__Extracted information__

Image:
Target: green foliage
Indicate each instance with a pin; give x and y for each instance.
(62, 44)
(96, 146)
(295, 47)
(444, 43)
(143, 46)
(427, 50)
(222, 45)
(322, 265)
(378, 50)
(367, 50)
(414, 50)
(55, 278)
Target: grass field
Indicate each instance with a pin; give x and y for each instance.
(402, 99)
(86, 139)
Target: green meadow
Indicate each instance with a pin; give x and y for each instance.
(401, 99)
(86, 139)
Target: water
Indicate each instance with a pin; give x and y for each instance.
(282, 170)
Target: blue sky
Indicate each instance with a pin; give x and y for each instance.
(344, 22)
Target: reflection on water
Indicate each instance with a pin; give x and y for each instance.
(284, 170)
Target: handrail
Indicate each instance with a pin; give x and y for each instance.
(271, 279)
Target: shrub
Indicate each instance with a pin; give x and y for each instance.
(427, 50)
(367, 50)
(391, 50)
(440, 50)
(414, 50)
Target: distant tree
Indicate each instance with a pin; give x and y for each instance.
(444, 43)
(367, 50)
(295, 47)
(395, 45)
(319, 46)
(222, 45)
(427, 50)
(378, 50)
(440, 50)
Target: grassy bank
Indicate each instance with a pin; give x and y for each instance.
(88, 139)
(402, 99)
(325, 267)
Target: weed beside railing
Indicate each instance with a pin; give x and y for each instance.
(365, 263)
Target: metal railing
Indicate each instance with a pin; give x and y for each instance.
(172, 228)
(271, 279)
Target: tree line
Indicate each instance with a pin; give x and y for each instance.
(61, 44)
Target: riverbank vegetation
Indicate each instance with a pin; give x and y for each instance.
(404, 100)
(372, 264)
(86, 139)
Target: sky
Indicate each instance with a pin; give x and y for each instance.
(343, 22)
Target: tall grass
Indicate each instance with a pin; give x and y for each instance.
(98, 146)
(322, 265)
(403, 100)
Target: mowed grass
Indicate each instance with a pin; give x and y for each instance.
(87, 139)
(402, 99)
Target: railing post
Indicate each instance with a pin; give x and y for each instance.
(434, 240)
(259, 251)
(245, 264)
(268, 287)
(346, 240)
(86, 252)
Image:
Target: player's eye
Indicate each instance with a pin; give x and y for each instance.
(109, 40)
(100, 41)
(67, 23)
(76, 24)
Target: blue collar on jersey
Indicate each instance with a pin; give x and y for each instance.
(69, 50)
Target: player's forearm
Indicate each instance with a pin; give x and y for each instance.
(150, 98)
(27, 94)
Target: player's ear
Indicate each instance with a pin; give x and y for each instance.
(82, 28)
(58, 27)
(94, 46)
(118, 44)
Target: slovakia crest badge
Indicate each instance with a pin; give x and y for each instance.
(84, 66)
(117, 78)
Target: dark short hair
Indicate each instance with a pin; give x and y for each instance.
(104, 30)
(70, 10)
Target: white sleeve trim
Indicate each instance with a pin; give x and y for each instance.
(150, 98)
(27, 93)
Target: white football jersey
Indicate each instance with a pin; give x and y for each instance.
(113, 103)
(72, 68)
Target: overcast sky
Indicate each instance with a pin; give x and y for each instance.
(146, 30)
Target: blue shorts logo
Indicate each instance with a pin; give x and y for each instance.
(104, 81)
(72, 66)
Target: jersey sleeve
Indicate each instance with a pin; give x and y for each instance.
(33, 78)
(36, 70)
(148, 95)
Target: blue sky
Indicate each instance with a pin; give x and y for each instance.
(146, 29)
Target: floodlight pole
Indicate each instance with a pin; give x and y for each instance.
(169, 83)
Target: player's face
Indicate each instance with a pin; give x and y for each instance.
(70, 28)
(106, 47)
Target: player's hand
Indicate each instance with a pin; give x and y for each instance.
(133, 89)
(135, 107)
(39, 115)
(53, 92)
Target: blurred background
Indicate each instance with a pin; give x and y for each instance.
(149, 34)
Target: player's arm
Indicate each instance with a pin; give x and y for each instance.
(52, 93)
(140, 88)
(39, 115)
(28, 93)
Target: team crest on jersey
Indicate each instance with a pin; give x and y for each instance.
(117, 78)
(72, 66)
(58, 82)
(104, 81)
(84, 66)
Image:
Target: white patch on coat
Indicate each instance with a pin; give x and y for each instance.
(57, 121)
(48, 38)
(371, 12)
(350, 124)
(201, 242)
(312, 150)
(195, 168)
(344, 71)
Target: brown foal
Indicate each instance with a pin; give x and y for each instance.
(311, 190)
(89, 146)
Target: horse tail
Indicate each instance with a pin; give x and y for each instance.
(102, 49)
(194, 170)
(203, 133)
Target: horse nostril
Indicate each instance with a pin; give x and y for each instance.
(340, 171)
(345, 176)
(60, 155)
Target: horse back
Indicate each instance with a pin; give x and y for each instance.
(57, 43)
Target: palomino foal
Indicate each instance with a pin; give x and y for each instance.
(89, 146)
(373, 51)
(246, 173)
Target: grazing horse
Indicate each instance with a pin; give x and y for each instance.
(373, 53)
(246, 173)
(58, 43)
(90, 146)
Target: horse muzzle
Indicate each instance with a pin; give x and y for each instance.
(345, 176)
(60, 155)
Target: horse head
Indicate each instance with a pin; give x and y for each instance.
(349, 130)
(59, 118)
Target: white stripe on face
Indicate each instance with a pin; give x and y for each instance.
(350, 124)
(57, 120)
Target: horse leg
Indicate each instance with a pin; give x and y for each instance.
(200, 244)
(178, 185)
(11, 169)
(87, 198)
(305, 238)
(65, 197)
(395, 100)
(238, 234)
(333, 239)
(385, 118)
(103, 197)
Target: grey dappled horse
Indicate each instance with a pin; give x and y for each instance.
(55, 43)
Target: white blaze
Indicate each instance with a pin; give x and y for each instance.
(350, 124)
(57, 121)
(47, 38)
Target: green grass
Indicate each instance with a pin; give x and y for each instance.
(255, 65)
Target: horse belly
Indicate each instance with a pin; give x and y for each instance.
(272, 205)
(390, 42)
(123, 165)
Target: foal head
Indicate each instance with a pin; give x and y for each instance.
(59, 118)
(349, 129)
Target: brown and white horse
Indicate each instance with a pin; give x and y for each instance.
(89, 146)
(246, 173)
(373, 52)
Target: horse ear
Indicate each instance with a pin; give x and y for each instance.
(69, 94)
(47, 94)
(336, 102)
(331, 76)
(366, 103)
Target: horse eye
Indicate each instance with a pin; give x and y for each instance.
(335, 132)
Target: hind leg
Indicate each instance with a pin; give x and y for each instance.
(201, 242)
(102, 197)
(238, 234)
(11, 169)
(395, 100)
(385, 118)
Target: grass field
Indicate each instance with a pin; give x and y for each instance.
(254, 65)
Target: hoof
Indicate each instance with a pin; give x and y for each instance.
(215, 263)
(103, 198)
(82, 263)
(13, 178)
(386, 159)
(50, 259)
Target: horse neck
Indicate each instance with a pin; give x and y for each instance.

* * *

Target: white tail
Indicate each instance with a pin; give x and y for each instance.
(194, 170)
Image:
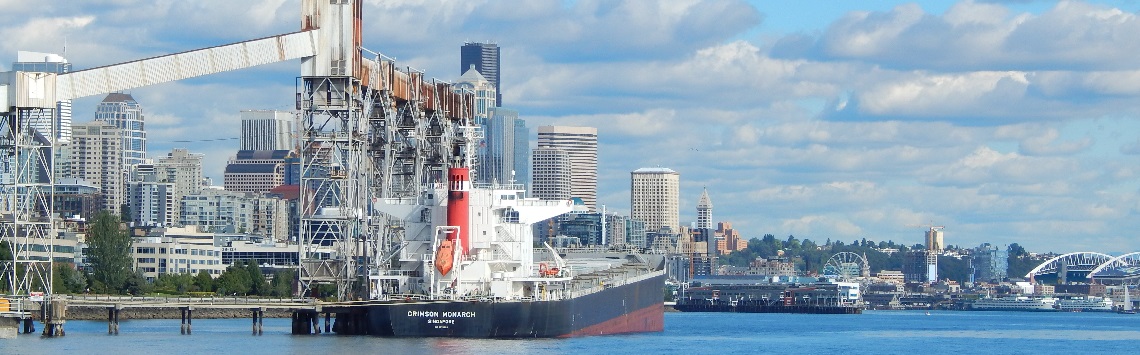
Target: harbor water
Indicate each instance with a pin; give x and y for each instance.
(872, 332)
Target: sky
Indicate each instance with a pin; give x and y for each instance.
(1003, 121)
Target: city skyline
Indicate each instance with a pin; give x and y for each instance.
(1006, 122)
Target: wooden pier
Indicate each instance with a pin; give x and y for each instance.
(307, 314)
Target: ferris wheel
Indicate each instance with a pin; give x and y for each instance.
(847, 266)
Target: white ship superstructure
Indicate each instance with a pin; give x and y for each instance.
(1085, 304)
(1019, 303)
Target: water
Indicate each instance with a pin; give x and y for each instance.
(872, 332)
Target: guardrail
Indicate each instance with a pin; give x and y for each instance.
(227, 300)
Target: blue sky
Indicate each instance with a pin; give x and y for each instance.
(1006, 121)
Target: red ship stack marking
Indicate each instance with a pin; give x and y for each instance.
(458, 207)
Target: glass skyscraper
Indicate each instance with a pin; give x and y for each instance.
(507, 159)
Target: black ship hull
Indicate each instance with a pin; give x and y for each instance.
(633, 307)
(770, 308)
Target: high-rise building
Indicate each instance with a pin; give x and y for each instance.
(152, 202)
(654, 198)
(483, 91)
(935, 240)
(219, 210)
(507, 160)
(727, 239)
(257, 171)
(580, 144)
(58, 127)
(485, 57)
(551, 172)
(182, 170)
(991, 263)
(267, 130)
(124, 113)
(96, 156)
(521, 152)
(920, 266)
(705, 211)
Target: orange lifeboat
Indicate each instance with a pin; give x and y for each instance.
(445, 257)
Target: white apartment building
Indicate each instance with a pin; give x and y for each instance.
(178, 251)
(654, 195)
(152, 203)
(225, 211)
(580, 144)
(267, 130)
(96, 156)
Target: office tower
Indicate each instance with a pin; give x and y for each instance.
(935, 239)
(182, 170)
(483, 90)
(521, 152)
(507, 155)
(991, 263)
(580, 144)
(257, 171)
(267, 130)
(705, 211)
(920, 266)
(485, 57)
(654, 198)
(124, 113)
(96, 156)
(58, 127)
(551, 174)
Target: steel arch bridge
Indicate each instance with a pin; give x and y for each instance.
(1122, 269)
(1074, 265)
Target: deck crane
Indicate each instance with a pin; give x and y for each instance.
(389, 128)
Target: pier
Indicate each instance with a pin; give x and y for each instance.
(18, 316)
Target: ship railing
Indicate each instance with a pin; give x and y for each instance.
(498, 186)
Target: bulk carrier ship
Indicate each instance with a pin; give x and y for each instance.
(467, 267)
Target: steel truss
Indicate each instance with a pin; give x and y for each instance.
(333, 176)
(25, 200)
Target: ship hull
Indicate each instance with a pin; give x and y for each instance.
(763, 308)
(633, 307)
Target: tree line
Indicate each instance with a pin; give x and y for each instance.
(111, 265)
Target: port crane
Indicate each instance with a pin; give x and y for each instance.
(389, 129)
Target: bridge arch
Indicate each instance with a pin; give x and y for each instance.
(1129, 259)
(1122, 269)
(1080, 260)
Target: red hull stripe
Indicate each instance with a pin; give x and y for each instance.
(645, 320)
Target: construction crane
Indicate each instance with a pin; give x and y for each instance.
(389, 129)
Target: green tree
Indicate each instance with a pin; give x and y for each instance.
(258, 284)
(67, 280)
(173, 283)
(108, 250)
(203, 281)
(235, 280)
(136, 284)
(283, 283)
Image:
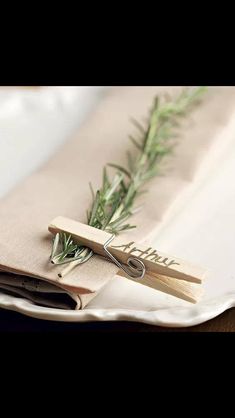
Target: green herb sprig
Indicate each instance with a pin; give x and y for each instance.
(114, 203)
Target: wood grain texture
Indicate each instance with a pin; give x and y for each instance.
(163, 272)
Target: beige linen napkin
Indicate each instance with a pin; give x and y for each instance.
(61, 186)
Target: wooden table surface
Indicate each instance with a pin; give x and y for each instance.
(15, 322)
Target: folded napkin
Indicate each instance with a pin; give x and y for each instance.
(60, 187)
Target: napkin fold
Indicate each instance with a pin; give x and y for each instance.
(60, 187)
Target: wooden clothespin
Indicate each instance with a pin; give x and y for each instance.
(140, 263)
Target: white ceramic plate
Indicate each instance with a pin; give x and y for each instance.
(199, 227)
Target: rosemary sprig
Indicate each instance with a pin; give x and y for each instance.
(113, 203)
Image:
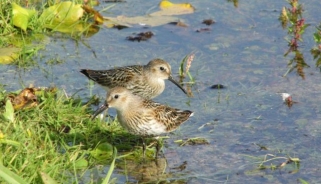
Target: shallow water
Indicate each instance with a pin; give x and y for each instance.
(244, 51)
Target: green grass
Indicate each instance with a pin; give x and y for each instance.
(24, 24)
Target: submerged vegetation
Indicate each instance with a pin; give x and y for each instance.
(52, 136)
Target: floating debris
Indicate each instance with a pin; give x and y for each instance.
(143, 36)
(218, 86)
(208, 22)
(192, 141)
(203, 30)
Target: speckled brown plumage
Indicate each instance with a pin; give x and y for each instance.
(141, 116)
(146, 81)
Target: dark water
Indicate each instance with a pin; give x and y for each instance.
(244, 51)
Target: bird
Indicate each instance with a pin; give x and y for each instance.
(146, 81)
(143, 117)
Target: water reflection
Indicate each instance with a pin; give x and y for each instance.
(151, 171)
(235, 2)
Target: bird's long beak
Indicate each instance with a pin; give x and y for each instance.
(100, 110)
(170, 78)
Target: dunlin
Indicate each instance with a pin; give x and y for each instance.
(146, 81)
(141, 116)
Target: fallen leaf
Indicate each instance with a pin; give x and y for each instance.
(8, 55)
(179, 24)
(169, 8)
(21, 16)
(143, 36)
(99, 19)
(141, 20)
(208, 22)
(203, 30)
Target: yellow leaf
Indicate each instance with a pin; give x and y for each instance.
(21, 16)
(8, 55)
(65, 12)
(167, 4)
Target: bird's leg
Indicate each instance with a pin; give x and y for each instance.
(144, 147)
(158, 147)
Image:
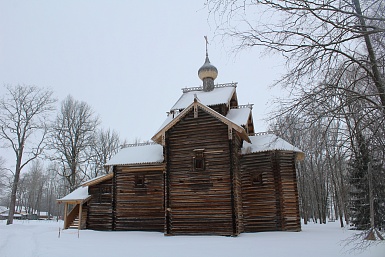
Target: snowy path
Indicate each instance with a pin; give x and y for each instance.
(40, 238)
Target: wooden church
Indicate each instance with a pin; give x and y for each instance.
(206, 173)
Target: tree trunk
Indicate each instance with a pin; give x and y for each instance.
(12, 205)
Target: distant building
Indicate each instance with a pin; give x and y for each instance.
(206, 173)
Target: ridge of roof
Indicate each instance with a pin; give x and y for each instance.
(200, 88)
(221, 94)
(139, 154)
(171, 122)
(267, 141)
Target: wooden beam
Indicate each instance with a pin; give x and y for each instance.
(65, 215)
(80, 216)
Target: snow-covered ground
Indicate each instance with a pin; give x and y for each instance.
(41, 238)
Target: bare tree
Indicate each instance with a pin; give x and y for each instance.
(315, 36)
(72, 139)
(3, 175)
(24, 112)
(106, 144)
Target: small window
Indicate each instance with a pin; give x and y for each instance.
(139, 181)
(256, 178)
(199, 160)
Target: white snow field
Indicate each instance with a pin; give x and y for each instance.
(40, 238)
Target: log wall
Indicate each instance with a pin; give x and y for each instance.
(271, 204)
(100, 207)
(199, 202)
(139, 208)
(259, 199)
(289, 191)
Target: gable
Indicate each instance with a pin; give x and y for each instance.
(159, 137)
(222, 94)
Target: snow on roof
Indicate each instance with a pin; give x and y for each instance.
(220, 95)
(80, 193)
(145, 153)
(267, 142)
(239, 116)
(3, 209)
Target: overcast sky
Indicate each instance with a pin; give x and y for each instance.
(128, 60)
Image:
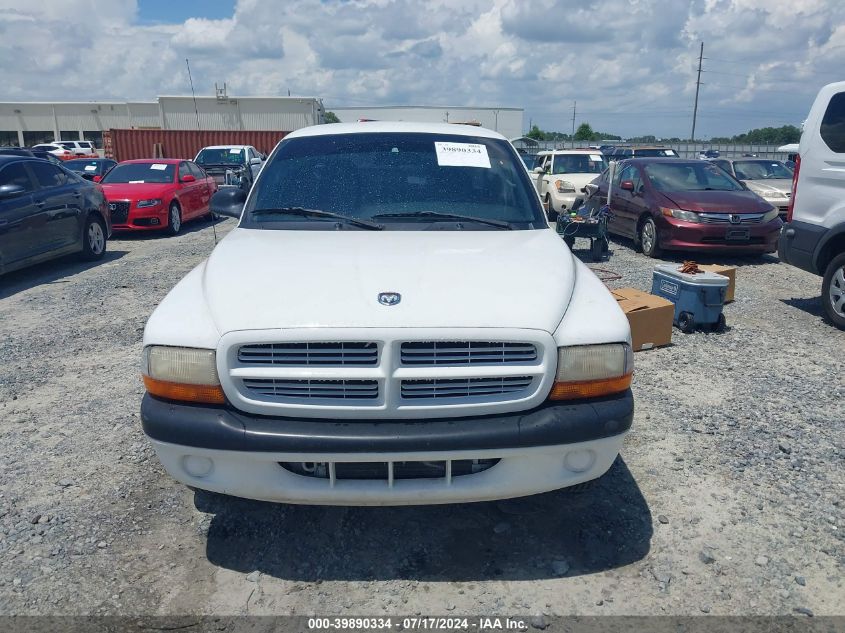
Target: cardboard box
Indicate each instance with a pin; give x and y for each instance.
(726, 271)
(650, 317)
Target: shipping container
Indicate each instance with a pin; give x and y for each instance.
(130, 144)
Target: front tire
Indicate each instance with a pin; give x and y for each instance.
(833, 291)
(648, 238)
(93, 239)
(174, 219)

__Work to be completed__
Find each line of the listing above that contains the word "tree" and copy it.

__Result of the task__
Target: distant tree
Target: tree line
Target: tree line
Target: green tree
Target: tree trunk
Target: bare tree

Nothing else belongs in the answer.